From where did del.icio.us originate? From the mind of an overworked quant
jock working for a market maker in Manhattan; Joshua Schachter even got turned
down for a job at Google, and I suppose it is up for debate that tagging has
revolutionized (ala Clay Shirky) the way we interact with the amount of
information we sift through on the internet, but it has definitely changed
things in a rather dramatic way. The reason why I mention this last fact is
because there is something to be said for hiring people that are not
"optimized" enough on their resume because sometimes ideas that formulate from
nowhere turn into revolutionary concepts. Similarly, I have very little faith
in groups of engineers who can create technologically superior platforms to
understand (on average mind you) the cultural/social aspect of WHY certain
cultural phenomenon grow in the first place anymore than I would expect TV
show writers to understand inductive reasoning/logic and how it relates to
creating quality software.

I would place my money on a geek/nerd who spends his spare time playing with
Legos to come up with the next big community than anything that would come
from the minds of one of the big internet giants because chances are the geek
is more in tune with a trend that is likely to catch on with his friends and
then grow virally as opposed to engineered, advertising-driven attempts to
create online culture. But I wouldn't at all say that such a community would
be a "Digg killer" because the reasons for assembly are different, at a
different time, and for the sake of a different user experience. And this type
of user experience has NOTHING to do with how windows might expand or hide the
way they do on OSX vs. Windows.

Social software operates on different principles of competition than does
software that helps people achieve something. To illustrate further, you don't
hear people in the entertainment industry make statements such as, "Is
'Heroes' Going To Be the 'Lost' Killer?" - of course not!

Social groups are very nebulous and they assemble for reasons completely
different than why somebody might choose a web browser, operating system, or
any other piece of software that involves achieving how we interact with
computers. Social software is about interacting with others and, MOST
IMPORTANTLY, the quality of that interaction.

▶ **RECORDS SUPPLIED**

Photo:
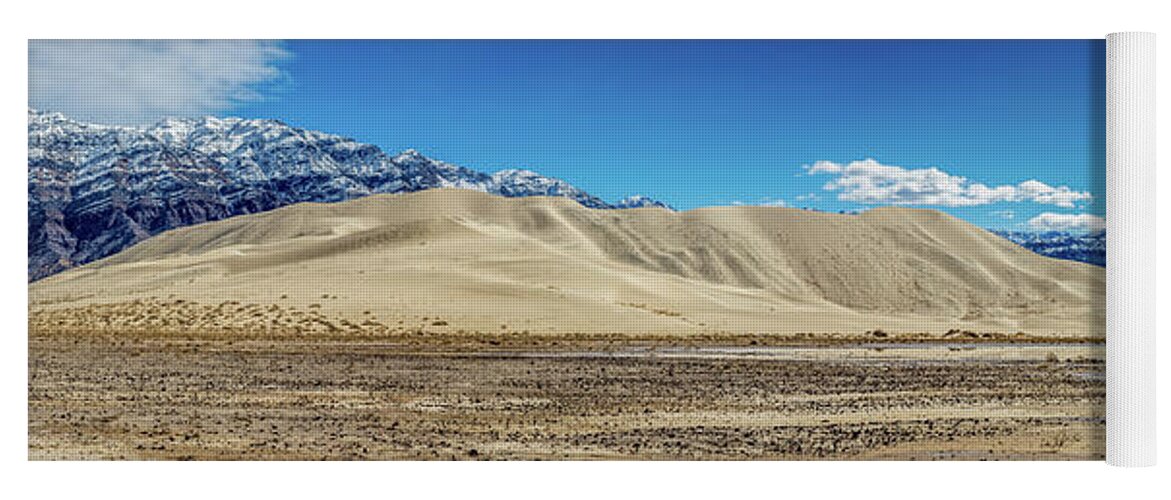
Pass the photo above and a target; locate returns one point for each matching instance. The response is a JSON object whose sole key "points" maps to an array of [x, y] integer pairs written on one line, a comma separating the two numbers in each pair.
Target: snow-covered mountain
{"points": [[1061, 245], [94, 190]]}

---

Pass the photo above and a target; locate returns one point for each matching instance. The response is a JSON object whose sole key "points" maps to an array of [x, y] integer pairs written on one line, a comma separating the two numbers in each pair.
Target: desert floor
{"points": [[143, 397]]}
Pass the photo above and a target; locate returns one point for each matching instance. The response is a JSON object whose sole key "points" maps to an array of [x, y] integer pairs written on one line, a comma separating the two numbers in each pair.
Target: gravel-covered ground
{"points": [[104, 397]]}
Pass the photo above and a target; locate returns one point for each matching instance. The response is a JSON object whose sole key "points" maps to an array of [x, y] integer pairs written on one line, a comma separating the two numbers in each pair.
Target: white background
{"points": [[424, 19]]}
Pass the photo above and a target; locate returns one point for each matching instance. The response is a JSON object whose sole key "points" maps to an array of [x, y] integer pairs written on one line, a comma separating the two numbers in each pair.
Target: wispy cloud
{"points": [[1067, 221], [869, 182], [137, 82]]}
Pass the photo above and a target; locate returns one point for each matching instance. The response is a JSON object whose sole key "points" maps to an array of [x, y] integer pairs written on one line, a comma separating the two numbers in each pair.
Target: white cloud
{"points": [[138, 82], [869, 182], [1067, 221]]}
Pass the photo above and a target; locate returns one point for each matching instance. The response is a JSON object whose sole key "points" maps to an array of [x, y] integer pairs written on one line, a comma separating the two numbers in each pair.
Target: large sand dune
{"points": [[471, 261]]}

▶ **WHAT IS NEEDED**
From the passage on social software, extract verbatim the portion running from "Social software operates" up to and including "of course not!".

▶ **SOLVED PROBLEM**
Social software operates on different principles of competition than does
software that helps people achieve something. To illustrate further, you don't
hear people in the entertainment industry make statements such as, "Is
'Heroes' Going To Be the 'Lost' Killer?" - of course not!